Copy the data below word for word, from the line that contains "of the oven" through the final line of the data.
##### Data supplied
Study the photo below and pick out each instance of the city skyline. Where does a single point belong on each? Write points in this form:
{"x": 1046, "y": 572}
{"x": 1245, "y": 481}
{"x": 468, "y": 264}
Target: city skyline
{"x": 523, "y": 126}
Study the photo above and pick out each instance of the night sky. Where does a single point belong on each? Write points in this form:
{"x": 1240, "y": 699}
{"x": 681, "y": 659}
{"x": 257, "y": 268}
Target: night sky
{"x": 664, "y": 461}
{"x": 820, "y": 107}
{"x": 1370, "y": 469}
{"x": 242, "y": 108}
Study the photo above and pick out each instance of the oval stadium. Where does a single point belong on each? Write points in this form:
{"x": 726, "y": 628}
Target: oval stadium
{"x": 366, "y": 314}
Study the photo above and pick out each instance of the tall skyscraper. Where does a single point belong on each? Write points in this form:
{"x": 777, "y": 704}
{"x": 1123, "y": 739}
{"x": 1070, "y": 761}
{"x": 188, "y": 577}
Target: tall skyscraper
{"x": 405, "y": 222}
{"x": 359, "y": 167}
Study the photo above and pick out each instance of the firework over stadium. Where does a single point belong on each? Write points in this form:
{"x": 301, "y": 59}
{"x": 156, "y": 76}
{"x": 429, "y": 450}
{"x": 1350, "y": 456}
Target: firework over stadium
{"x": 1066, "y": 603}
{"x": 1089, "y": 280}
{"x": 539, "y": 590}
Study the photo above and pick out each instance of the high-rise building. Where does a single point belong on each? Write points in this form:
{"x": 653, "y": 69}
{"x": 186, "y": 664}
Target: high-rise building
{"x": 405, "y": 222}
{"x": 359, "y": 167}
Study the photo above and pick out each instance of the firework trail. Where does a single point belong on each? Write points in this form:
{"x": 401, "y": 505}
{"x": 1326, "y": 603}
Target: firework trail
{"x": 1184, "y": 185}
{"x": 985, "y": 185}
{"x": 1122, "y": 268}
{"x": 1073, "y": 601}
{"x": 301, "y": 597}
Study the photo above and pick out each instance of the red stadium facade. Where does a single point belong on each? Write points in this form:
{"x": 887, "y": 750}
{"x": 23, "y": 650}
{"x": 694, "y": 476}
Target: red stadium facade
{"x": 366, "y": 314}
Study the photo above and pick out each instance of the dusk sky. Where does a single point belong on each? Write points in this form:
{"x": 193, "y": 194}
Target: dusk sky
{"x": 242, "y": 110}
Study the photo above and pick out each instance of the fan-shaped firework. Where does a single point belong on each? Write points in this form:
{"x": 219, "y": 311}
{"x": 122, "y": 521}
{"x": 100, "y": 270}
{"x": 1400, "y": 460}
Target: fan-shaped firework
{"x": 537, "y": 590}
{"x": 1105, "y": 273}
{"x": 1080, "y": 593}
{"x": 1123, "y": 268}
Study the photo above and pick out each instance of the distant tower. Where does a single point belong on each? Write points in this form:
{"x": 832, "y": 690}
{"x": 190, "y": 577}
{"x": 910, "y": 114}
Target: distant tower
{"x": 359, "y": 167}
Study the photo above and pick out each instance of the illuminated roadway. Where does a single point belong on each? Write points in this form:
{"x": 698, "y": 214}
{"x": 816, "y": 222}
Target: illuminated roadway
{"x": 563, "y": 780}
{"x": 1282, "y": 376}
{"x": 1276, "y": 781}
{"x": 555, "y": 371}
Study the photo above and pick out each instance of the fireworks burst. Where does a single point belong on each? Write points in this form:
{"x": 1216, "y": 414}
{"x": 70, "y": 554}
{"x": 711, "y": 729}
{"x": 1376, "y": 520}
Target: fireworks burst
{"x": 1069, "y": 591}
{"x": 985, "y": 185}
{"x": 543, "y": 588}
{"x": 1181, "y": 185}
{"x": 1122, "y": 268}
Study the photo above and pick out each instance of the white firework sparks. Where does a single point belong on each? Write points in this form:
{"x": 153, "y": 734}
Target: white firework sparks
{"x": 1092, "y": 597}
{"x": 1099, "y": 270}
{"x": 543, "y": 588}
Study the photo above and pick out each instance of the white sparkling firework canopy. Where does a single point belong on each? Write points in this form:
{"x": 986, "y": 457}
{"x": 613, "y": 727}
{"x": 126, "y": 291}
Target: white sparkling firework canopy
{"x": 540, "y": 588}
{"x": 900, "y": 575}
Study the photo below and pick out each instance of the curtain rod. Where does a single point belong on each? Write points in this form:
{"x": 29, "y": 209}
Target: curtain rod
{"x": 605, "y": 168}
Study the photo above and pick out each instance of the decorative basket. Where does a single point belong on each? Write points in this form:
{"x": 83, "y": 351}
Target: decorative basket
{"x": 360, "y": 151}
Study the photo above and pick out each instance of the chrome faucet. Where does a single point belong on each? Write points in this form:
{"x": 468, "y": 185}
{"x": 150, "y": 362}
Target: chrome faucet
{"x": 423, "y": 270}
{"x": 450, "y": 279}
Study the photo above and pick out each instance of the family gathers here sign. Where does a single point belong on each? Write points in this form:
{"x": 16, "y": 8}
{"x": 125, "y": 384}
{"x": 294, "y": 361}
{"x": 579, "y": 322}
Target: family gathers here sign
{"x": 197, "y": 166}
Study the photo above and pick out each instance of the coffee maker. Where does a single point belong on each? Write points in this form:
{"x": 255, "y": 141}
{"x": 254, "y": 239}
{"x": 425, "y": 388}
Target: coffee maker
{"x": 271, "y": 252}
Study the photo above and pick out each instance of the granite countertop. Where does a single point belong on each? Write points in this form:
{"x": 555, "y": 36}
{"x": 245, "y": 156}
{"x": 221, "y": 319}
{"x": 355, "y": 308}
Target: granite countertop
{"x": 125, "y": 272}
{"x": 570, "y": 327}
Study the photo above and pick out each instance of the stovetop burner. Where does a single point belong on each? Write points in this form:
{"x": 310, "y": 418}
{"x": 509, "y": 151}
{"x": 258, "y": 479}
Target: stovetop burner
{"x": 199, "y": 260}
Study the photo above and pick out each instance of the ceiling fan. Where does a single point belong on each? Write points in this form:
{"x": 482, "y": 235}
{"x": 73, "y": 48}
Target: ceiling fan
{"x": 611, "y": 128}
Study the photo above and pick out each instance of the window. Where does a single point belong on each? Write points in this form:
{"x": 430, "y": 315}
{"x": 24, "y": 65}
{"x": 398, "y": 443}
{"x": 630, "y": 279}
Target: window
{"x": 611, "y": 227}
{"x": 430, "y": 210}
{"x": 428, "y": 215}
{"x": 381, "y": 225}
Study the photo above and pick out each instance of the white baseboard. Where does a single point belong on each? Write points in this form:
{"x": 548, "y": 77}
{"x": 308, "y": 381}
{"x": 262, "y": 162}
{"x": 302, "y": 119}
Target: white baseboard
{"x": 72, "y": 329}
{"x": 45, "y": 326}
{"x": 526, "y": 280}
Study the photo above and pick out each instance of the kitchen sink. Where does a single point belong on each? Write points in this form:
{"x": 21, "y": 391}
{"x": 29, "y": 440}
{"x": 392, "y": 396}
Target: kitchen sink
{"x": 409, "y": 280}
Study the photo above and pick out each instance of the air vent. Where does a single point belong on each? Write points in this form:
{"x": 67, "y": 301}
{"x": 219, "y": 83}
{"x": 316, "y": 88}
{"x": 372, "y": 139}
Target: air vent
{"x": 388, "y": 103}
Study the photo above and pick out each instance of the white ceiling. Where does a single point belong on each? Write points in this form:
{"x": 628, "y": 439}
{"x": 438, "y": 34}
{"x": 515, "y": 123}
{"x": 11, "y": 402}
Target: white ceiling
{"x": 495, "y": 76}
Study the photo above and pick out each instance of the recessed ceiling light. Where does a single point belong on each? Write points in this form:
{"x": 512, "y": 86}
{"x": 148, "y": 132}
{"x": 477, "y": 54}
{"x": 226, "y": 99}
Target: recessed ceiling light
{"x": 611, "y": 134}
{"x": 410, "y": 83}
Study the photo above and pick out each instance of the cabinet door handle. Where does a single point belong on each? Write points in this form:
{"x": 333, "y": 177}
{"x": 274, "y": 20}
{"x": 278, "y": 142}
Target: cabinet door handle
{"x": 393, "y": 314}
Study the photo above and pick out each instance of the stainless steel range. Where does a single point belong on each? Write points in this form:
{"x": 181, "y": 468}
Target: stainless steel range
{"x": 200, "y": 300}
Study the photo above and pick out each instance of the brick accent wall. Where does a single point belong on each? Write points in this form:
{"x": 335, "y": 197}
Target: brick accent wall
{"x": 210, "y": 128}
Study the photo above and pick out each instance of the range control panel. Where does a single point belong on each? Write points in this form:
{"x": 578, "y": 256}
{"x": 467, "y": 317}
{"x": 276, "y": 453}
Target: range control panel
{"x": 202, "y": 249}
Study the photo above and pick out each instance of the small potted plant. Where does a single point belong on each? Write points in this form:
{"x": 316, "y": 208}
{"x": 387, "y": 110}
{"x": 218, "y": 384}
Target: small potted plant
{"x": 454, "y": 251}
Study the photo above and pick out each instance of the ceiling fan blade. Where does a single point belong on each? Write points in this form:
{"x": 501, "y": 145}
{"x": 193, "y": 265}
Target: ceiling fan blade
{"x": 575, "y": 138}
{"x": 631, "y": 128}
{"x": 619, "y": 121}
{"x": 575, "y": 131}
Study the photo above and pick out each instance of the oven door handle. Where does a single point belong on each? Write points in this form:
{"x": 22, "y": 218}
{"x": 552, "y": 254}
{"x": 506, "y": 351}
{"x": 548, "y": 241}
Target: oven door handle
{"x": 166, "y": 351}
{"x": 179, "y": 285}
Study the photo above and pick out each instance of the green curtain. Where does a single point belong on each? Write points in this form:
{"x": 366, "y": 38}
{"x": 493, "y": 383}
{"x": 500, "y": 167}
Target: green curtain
##########
Exercise output:
Study the photo above and pick out each instance of the oven door handle. Where does a single point belong on each? Write points in this form:
{"x": 22, "y": 218}
{"x": 552, "y": 254}
{"x": 506, "y": 351}
{"x": 548, "y": 241}
Target: oven door handle
{"x": 166, "y": 351}
{"x": 179, "y": 285}
Study the photo above and pick out each instance of the green curtain. Where does a single point belong on each? Write points in this form:
{"x": 366, "y": 38}
{"x": 493, "y": 383}
{"x": 500, "y": 167}
Target: green curtain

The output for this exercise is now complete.